(Your objective) Reproduce the records word for word, with nothing left out.

(Records for the exercise)
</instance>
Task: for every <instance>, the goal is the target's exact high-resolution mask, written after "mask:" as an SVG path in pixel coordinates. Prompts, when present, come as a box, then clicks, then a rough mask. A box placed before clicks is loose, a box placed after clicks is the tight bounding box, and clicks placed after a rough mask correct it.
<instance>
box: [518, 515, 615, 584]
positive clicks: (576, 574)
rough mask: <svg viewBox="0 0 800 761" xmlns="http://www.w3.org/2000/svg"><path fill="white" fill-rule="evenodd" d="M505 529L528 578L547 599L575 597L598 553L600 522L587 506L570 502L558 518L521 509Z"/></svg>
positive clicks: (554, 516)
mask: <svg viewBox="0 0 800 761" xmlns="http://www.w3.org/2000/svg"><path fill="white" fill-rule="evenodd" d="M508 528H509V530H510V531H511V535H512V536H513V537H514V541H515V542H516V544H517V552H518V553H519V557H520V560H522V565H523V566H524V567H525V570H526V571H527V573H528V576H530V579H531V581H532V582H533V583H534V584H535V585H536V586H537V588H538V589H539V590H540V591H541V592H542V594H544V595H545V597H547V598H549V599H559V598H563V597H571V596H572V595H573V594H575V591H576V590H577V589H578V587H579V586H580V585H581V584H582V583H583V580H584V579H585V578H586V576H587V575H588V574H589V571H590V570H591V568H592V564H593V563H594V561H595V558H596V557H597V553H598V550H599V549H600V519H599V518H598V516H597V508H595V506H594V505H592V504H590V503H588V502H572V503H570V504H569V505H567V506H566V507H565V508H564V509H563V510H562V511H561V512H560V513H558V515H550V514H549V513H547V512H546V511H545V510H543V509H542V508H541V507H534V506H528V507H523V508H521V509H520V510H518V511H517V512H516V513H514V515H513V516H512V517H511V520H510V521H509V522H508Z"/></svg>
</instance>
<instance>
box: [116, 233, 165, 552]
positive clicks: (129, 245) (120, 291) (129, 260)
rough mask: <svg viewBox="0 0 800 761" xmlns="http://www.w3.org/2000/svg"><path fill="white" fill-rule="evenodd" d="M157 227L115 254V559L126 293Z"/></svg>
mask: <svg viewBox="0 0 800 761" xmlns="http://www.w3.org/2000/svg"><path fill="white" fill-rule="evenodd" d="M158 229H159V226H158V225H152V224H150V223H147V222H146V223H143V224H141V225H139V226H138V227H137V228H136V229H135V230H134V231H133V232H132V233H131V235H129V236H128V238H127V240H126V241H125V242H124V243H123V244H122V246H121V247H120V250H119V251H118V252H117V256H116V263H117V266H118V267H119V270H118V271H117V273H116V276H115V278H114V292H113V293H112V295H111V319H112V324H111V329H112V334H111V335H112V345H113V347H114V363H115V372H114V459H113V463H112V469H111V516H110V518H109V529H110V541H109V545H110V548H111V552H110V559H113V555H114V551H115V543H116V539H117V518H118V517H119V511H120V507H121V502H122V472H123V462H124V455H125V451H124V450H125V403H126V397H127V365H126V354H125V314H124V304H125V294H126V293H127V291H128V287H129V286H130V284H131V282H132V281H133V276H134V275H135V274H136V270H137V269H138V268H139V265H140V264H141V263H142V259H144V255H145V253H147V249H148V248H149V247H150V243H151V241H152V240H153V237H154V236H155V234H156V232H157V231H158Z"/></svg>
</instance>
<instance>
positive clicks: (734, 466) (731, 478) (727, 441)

(Written reply)
</instance>
Task: for every <instance>, the goal is the target's exact high-resolution mask, written after "mask:" as an SVG path in pixel coordinates. Prompts, when present, come as a box, then clicks, then a rough mask. A box placed before clicks is loose, a box placed after clicks is the tight bounding box, and clicks placed after a rough mask correct it.
<instance>
box: [518, 515, 615, 584]
positive clicks: (576, 574)
rough mask: <svg viewBox="0 0 800 761" xmlns="http://www.w3.org/2000/svg"><path fill="white" fill-rule="evenodd" d="M505 529L528 578L547 599L575 597L598 553L600 522L587 506L570 502L558 518L521 509Z"/></svg>
positive clicks: (554, 516)
mask: <svg viewBox="0 0 800 761" xmlns="http://www.w3.org/2000/svg"><path fill="white" fill-rule="evenodd" d="M508 528H509V530H510V531H511V535H512V536H513V537H514V541H515V542H516V544H517V552H518V553H519V557H520V560H522V565H523V566H524V567H525V570H526V571H527V573H528V576H530V579H531V581H532V582H533V583H534V584H535V585H536V586H537V588H538V589H539V590H540V591H541V592H542V594H544V595H545V597H547V598H549V599H559V598H563V597H571V596H572V595H573V594H575V591H576V590H577V589H578V587H579V586H580V585H581V584H582V583H583V580H584V579H585V578H586V576H587V575H588V574H589V571H590V570H591V568H592V564H593V563H594V561H595V558H596V557H597V553H598V550H599V549H600V519H599V518H598V516H597V508H595V506H594V505H592V504H590V503H588V502H572V503H570V504H569V505H567V506H566V507H565V508H564V509H563V510H562V511H561V512H560V513H558V515H550V514H549V513H547V512H546V511H545V510H543V509H542V508H541V507H534V506H528V507H523V508H521V509H520V510H518V511H517V512H516V513H514V515H513V516H512V517H511V520H510V521H509V522H508Z"/></svg>
</instance>
<instance>
box: [116, 233, 165, 552]
positive clicks: (129, 245) (120, 291) (129, 260)
rough mask: <svg viewBox="0 0 800 761" xmlns="http://www.w3.org/2000/svg"><path fill="white" fill-rule="evenodd" d="M157 227L115 254V559L126 293Z"/></svg>
mask: <svg viewBox="0 0 800 761" xmlns="http://www.w3.org/2000/svg"><path fill="white" fill-rule="evenodd" d="M158 229H159V226H158V225H152V224H150V223H147V222H146V223H143V224H141V225H139V226H138V227H137V228H136V229H135V230H134V231H133V232H132V233H131V235H129V236H128V238H127V240H126V241H125V242H124V243H123V244H122V246H121V247H120V250H119V251H118V252H117V256H116V263H117V266H118V267H119V270H118V271H117V273H116V276H115V278H114V292H113V293H112V295H111V319H112V324H111V329H112V334H111V335H112V345H113V347H114V363H115V372H114V459H113V463H112V469H111V516H110V518H109V529H110V541H109V545H110V548H111V552H110V559H113V555H114V551H115V543H116V539H117V518H118V517H119V511H120V507H121V502H122V472H123V462H124V455H125V451H124V450H125V403H126V397H127V365H126V354H125V314H124V304H125V294H126V293H127V291H128V287H129V286H130V284H131V282H132V281H133V276H134V275H135V274H136V270H137V269H138V268H139V265H140V264H141V263H142V259H144V255H145V253H147V249H148V248H149V247H150V243H151V241H152V240H153V237H154V236H155V234H156V232H157V231H158Z"/></svg>
</instance>
<instance>
positive clicks: (734, 466) (731, 478) (727, 441)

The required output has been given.